START Text

When Henry Murdoch calculated the cost of downsizing to an apartment development with an annual management fee of €2,500, he reckoned that what he saved on the running costs of his four-bed house – heating bills, insurance, other occasional expenses – pretty much balanced the cost out.
In 2015, he and his wife Davida bought a two-bed apartment with sea views in Dalkey as an investment. The couple, then approaching their eighties, had lived in their suburban Glenageary home for 45 years and hadn’t planned to move. “But as I was furnishing the apartment, I got to love it and thought – why wouldn’t we move? The move was horrendous, but in the end, well worth it.”
They were very happy with their decision – so why are they now selling the 75sq m (807sq ft) apartment? (It's priced at €575,000 through Sherry FitzGerald. )
0 of 4
Murdoch had grown up near water in Killaloe, Co Clare and has always loved “waking up in a warm secure apartment to the sound of nearby waves and a fantastic view of Dublin Bay”. So when an identical apartment – number 10 – located even closer to the sea within the Bailey View development came up for sale last year, the Murdochs bought it – “and it’s definitely our last move”.
Number 4 Kilmore, which had been upgraded before they moved in, is on the first floor of Bailey View, a gated development built in 1985 on Harbour Road, a short walk from Dalkey’s Bulloch harbour.
Accommodation comprises a good-sized living room with a Lamartine electric fireplace and floor-to-ceiling glazed doors opening onto a balcony with enough room to sit out and enjoy views across Dublin Bay to Howth. There are more views from a floor-to-ceiling bay window in the breakfast room side of a smart galley kitchen.
The two bedrooms, both off the entrance hall, are doubles. The main bedroom has built-in wardrobes and another floor-to-ceiling bay window with sea views between buildings in the next door Bartra development. It also has a fully-tiled en-suite shower room. (There is a separate fully-tiled shower room off the entrance hall.)

END Text
START Input data

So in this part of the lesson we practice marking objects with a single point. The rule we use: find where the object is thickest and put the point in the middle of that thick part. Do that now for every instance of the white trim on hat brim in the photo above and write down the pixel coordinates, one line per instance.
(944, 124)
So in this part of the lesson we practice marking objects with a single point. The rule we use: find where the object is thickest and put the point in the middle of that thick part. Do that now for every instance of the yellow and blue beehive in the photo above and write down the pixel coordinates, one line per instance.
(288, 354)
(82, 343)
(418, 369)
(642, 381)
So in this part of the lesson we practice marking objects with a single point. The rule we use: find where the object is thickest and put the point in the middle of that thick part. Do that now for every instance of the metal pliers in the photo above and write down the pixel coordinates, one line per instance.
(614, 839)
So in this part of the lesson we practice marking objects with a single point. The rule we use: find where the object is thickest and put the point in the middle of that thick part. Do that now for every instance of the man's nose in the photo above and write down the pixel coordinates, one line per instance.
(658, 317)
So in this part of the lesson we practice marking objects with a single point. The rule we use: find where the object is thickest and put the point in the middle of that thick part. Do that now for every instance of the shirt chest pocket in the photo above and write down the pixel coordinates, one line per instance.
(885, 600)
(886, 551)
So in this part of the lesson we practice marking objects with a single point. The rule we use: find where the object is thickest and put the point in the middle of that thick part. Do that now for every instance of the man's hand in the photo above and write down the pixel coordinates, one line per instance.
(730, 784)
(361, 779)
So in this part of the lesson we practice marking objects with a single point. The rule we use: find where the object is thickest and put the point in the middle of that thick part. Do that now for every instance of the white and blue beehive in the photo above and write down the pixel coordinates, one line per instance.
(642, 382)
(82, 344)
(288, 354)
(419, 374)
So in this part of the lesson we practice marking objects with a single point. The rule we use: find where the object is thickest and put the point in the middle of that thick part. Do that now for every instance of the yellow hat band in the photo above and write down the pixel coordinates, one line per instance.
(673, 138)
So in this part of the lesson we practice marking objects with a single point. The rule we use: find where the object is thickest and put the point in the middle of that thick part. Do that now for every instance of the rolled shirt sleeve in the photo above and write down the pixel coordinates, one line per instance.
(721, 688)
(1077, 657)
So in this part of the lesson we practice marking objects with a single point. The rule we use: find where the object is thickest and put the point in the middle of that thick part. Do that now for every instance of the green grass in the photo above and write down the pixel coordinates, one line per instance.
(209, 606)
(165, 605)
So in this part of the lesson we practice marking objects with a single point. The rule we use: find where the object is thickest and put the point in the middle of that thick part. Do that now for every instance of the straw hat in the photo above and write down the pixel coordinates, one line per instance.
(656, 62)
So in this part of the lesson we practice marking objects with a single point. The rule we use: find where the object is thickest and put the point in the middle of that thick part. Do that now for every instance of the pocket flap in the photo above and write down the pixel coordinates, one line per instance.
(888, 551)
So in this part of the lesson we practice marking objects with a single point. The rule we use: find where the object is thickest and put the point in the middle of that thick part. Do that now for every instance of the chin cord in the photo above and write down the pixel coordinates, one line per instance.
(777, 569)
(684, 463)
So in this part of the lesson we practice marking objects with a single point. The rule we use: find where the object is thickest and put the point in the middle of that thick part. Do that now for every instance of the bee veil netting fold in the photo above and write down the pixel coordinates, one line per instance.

END Input data

Your instructions: Reproduce the article about the Murdochs' Dalkey apartment word for word, in full.

Reply to the task:
When Henry Murdoch calculated the cost of downsizing to an apartment development with an annual management fee of €2,500, he reckoned that what he saved on the running costs of his four-bed house – heating bills, insurance, other occasional expenses – pretty much balanced the cost out.
In 2015, he and his wife Davida bought a two-bed apartment with sea views in Dalkey as an investment. The couple, then approaching their eighties, had lived in their suburban Glenageary home for 45 years and hadn’t planned to move. “But as I was furnishing the apartment, I got to love it and thought – why wouldn’t we move? The move was horrendous, but in the end, well worth it.”
They were very happy with their decision – so why are they now selling the 75sq m (807sq ft) apartment? (It's priced at €575,000 through Sherry FitzGerald. )
0 of 4
Murdoch had grown up near water in Killaloe, Co Clare and has always loved “waking up in a warm secure apartment to the sound of nearby waves and a fantastic view of Dublin Bay”. So when an identical apartment – number 10 – located even closer to the sea within the Bailey View development came up for sale last year, the Murdochs bought it – “and it’s definitely our last move”.
Number 4 Kilmore, which had been upgraded before they moved in, is on the first floor of Bailey View, a gated development built in 1985 on Harbour Road, a short walk from Dalkey’s Bulloch harbour.
Accommodation comprises a good-sized living room with a Lamartine electric fireplace and floor-to-ceiling glazed doors opening onto a balcony with enough room to sit out and enjoy views across Dublin Bay to Howth. There are more views from a floor-to-ceiling bay window in the breakfast room side of a smart galley kitchen.
The two bedrooms, both off the entrance hall, are doubles. The main bedroom has built-in wardrobes and another floor-to-ceiling bay window with sea views between buildings in the next door Bartra development. It also has a fully-tiled en-suite shower room. (There is a separate fully-tiled shower room off the entrance hall.)